## WHAT TO DO
Put the lines below into a Markdown table with two columns, Row and Line. Number each row and leave out the blank lines.

## AVAILABLE DATA
+ + + + +

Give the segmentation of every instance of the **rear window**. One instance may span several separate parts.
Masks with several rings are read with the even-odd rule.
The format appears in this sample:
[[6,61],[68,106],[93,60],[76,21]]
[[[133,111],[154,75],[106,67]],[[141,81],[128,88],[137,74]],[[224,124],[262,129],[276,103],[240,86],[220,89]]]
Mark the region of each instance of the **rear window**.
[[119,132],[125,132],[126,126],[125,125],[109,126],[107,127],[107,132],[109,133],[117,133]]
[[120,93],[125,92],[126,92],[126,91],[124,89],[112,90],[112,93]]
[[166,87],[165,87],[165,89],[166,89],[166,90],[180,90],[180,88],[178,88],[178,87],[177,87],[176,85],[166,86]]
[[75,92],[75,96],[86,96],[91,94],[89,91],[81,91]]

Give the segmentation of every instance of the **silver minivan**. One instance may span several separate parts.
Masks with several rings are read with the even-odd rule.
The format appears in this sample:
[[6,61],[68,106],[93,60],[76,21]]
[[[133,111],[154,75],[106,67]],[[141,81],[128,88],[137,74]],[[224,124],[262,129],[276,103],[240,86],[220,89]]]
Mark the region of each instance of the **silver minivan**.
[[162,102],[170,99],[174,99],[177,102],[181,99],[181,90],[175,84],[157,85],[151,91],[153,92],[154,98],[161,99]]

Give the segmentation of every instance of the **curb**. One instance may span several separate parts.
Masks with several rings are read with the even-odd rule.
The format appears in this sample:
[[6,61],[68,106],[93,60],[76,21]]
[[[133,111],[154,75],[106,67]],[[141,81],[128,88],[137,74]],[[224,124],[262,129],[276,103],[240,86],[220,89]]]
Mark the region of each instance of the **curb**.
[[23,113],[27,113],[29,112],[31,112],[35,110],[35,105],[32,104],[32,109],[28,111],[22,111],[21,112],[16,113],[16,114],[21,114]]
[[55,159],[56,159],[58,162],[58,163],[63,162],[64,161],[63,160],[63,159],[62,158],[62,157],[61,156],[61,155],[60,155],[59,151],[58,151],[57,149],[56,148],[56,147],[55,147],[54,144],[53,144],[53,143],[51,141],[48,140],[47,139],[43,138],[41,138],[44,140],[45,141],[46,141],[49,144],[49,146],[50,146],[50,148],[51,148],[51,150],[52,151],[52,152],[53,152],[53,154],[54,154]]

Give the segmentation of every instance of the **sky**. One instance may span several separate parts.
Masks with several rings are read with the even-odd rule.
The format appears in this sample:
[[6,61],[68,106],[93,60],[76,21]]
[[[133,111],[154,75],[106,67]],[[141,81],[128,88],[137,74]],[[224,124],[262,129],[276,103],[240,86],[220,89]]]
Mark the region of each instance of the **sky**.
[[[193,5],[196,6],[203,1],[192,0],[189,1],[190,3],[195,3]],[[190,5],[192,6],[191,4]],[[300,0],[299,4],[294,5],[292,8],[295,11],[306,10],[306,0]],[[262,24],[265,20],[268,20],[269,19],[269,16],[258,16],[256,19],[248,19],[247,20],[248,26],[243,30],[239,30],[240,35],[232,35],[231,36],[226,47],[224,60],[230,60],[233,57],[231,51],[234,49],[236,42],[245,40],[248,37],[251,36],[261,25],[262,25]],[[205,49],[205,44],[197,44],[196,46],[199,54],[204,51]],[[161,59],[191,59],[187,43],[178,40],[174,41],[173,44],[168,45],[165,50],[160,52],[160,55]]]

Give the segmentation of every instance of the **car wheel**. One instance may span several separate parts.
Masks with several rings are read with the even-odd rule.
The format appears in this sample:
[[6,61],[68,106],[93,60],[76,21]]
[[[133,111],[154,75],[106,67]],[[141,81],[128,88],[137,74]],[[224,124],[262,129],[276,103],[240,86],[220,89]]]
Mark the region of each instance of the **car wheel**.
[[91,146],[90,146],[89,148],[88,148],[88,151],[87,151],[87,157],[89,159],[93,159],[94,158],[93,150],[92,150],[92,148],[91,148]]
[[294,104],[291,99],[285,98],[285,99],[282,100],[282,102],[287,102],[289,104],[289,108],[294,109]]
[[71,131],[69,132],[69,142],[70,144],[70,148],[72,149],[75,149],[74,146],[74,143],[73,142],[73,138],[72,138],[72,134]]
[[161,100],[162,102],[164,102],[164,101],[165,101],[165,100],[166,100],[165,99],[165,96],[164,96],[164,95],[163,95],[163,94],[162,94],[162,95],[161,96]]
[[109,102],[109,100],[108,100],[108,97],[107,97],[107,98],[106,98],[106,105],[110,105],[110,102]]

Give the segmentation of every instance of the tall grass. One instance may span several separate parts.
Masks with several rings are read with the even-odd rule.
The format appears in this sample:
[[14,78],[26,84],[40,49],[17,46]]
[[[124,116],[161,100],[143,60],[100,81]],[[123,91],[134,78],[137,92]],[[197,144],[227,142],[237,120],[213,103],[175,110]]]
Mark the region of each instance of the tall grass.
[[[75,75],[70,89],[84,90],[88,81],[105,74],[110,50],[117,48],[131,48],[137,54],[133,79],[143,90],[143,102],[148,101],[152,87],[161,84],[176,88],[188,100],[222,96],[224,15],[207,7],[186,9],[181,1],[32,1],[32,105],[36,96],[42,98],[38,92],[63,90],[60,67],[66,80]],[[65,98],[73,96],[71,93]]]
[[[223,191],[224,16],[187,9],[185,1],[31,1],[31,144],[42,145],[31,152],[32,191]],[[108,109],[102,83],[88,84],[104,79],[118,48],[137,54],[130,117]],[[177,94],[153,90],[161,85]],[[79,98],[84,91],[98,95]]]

+ + + + +

## ANSWER TO THIS PROBLEM
| Row | Line |
|---|---|
| 1 | Give the segmentation of every instance of the **rear window**. One instance may span several separate parts. |
| 2 | Masks with several rings are read with the even-odd rule. |
| 3 | The format appears in this sample: |
| 4 | [[6,61],[68,106],[93,60],[76,21]] |
| 5 | [[[133,111],[154,75],[106,67]],[[141,81],[128,88],[137,74]],[[224,124],[262,129],[276,103],[240,86],[220,89]]] |
| 6 | Mark the region of each instance of the **rear window**. |
| 7 | [[119,132],[125,132],[126,126],[125,125],[109,126],[107,127],[107,132],[109,133],[117,133]] |
| 8 | [[120,93],[125,92],[126,92],[126,91],[124,89],[112,90],[112,93]] |
| 9 | [[166,87],[165,87],[165,89],[166,89],[166,90],[180,90],[180,88],[178,88],[178,87],[177,87],[176,85],[166,86]] |
| 10 | [[75,92],[75,96],[86,96],[91,94],[89,91],[81,91]] |
| 11 | Give the segmentation of every instance of the **silver minivan**. One instance may span several separate parts. |
| 12 | Masks with several rings are read with the even-odd rule. |
| 13 | The format appears in this sample: |
| 14 | [[6,61],[68,106],[93,60],[76,21]] |
| 15 | [[[133,111],[154,75],[106,67]],[[141,81],[128,88],[137,74]],[[224,124],[262,129],[276,103],[240,86],[220,89]]] |
| 16 | Mark the region of each instance of the **silver minivan**. |
| 17 | [[162,102],[170,99],[174,99],[177,102],[181,99],[181,90],[175,84],[157,85],[151,91],[153,92],[154,98],[161,99]] |
| 18 | Give the segmentation of every instance of the **curb**. One instance may span several separate parts. |
| 19 | Masks with several rings are read with the even-odd rule. |
| 20 | The format appears in this sample: |
| 21 | [[6,61],[68,106],[93,60],[76,21]] |
| 22 | [[[133,111],[154,75],[106,67]],[[141,81],[128,88],[137,74]],[[224,124],[262,129],[276,103],[240,86],[220,89]]] |
| 23 | Mark the region of each instance of the **curb**. |
| 24 | [[23,113],[27,113],[29,112],[31,112],[35,110],[35,105],[32,104],[32,109],[28,111],[22,111],[21,112],[16,113],[16,114],[21,114]] |
| 25 | [[55,159],[56,159],[58,162],[58,163],[63,162],[64,161],[63,160],[63,159],[62,158],[62,157],[61,156],[61,155],[60,155],[59,151],[58,151],[57,149],[56,148],[56,147],[55,147],[54,144],[53,144],[53,143],[51,141],[48,140],[47,139],[43,138],[41,138],[44,140],[45,141],[46,141],[49,144],[49,146],[50,146],[50,148],[51,148],[51,150],[52,151],[52,152],[53,152],[53,154],[54,154]] |
| 26 | Give the segmentation of every instance of the **sky**. One instance may span several separate parts. |
| 27 | Masks with several rings are read with the even-odd rule. |
| 28 | The format appears in this sample: |
| 29 | [[6,61],[68,106],[93,60],[76,21]] |
| 30 | [[[133,111],[154,75],[106,67]],[[141,81],[128,88],[137,74]],[[224,124],[262,129],[276,103],[240,86],[220,89]]] |
| 31 | Mark the region of each instance of the **sky**. |
| 32 | [[[193,5],[196,6],[203,1],[192,0],[189,1],[190,3],[195,3]],[[190,5],[192,6],[191,4]],[[300,0],[299,4],[294,5],[292,8],[295,11],[306,10],[306,0]],[[262,24],[265,20],[268,20],[269,19],[269,16],[258,16],[256,19],[248,19],[247,20],[248,26],[243,30],[239,30],[240,35],[232,35],[231,36],[226,47],[224,60],[230,60],[233,57],[231,51],[234,49],[236,42],[245,40],[248,37],[251,36],[261,25],[262,25]],[[205,49],[205,44],[197,44],[196,46],[199,54],[204,51]],[[161,59],[191,59],[187,43],[178,40],[174,41],[173,44],[168,45],[165,50],[160,52],[160,55]]] |
| 33 | Give the segmentation of every instance of the **car wheel**. One instance may span several separate parts. |
| 34 | Masks with several rings are read with the even-odd rule. |
| 35 | The format appears in this sample: |
| 36 | [[6,61],[68,106],[93,60],[76,21]] |
| 37 | [[[133,111],[154,75],[106,67]],[[141,81],[128,88],[137,74]],[[224,124],[262,129],[276,103],[240,86],[220,89]]] |
| 38 | Mark the region of each instance of the **car wheel**. |
| 39 | [[91,146],[90,146],[89,148],[88,148],[88,151],[87,151],[87,157],[89,159],[93,159],[94,158],[93,150],[92,150],[92,148],[91,148]] |
| 40 | [[294,104],[291,99],[285,98],[285,99],[282,100],[282,102],[287,102],[289,104],[289,108],[294,109]] |
| 41 | [[71,131],[69,132],[69,142],[70,144],[70,148],[72,149],[75,149],[74,146],[74,143],[73,142],[73,138],[72,138],[72,134]] |
| 42 | [[161,100],[162,102],[164,102],[164,101],[165,101],[165,100],[166,100],[165,99],[165,96],[164,96],[164,95],[163,95],[163,94],[162,94],[162,95],[161,96]] |
| 43 | [[109,102],[109,100],[108,100],[108,97],[107,97],[107,98],[106,98],[106,105],[110,105],[110,102]] |
| 44 | Give the segmentation of every instance of the tall grass. One instance may span several separate parts. |
| 45 | Masks with several rings are read with the even-odd rule. |
| 46 | The format appears in this sample: |
| 47 | [[14,78],[26,84],[40,49],[17,46]] |
| 48 | [[[124,116],[161,100],[143,60],[100,81]],[[123,91],[134,78],[137,92]],[[197,144],[227,142],[237,120],[213,103],[175,110]]] |
| 49 | Mark the region of each instance of the tall grass. |
| 50 | [[[75,75],[70,89],[84,90],[88,81],[105,74],[110,50],[117,48],[131,48],[137,54],[133,79],[143,90],[143,102],[148,101],[152,87],[161,84],[176,88],[188,100],[222,96],[224,15],[207,7],[186,9],[181,1],[32,1],[32,105],[36,96],[42,98],[38,92],[63,90],[60,67],[66,80]],[[65,98],[73,96],[71,93]]] |
| 51 | [[[223,191],[224,16],[187,9],[185,1],[31,1],[31,144],[42,145],[31,152],[32,191]],[[108,109],[102,83],[88,84],[104,79],[118,48],[137,54],[130,117]],[[177,94],[153,90],[161,85]],[[79,98],[84,91],[98,95]]] |